Start of Text section

Pescara Cathedral (Duomo di Pescara, Cattedrale di San Cetteo Vescovo e Martire) is a Roman Catholic cathedral in the Via D'Annunzio in the city of Pescara. The cathedral, dedicated to Saint Cetteus, patron saint of Pescara, has been the seat of the Archbishop of Pescara-Penne since the creation of the archdiocese in 1982. The present Romanesque Revival building, originally called the Tempio della Conciliazione ("Temple of Conciliation"), was constructed in the 1930s, replacing the medieval church of San Cetteo.

==History==
The construction of the present church was linked with the wave of intensive building activity that accompanied the creation of the city and province of Pescara in 1927. The medieval church of St. Cetteus (Chiesa di San Cetteo) that formerly stood on the site had fallen into such disrepair that it was demolished (a few traces of the old building can be seen on the pavement opposite). The construction of the new church was vigorously promoted by the writer Gabriele D'Annunzio, who had been baptised in the demolished church, and who was a generous donor to the project. D'Annunzio, one of whose principal concerns was to build a suitable tomb for his mother, commissioned the architect Cesare Bazzani. Work lasted from 1933 to 1938 or 1939. The façade had to be reconstructed after World War II as a result of war damages.

The original name of the new building, the Tempio della Conciliazione ("Temple of Conciliation"), is connected to the Lateran Pacts of 1929, marking the agreements made between the Italian Fascist government and the Vatican.

It was declared the cathedral of the former Diocese of Penne e Pescara in 1949 on the creation of the diocese, and when the diocese was elevated to an archdiocese in 1982, became the seat of the new Archbishop of Pescara-Penne.

==Exterior==
Although the church is a modern build, it is clearly influenced by the architectural tradition of Abruzzo, above all Romanesque architecture, and particularly follows the style of the 11th-century Church of Santa Gerusalemme in Pescara. Typical of this and of the region is the severely rectangular façade decorated with rose windows (, ) a choice made jointly by D'Annunzio and the architect.

End of Text section
Start of Given entries

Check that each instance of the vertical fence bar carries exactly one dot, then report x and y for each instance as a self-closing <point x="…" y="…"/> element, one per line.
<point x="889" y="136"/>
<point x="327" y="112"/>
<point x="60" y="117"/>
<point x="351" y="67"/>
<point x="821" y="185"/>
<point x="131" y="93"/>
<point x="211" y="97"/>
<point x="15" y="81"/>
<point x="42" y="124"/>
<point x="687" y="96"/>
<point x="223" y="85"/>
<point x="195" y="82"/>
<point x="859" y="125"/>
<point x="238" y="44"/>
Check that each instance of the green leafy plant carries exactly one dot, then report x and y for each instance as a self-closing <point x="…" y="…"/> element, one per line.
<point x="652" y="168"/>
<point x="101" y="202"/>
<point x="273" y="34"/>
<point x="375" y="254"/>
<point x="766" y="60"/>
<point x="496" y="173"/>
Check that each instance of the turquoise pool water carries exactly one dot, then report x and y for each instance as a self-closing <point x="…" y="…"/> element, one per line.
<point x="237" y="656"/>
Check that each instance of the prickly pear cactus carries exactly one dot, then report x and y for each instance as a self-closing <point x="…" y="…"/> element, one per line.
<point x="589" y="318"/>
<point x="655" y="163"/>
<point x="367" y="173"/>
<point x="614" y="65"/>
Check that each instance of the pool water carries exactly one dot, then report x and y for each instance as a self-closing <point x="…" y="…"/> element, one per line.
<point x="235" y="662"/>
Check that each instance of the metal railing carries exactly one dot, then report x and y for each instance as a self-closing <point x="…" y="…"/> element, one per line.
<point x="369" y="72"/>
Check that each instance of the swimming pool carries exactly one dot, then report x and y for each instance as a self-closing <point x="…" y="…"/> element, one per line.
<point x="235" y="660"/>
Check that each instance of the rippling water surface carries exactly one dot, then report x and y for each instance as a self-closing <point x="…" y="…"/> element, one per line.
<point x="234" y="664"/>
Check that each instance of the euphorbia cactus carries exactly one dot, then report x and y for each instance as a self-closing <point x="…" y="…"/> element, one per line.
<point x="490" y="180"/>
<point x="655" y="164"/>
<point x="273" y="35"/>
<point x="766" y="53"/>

End of Given entries

## Work instructions:
a) Answer these questions using the Pescara Cathedral text:
(i) Which architect did D'Annunzio commission for the new church?
(ii) In what year was the diocese elevated to an archdiocese?
(iii) Which 11th-century church does the building's style particularly follow?
b) Write out the part of the Pescara Cathedral text that opens with the words containing "It was declared" and closes with "and the architect.".

## The answers:
a)
(i) Cesare Bazzani
(ii) 1982
(iii) The Church of Santa Gerusalemme in Pescara

b)
It was declared the cathedral of the former Diocese of Penne e Pescara in 1949 on the creation of the diocese, and when the diocese was elevated to an archdiocese in 1982, became the seat of the new Archbishop of Pescara-Penne.

==Exterior==
Although the church is a modern build, it is clearly influenced by the architectural tradition of Abruzzo, above all Romanesque architecture, and particularly follows the style of the 11th-century Church of Santa Gerusalemme in Pescara. Typical of this and of the region is the severely rectangular façade decorated with rose windows (, ) a choice made jointly by D'Annunzio and the architect.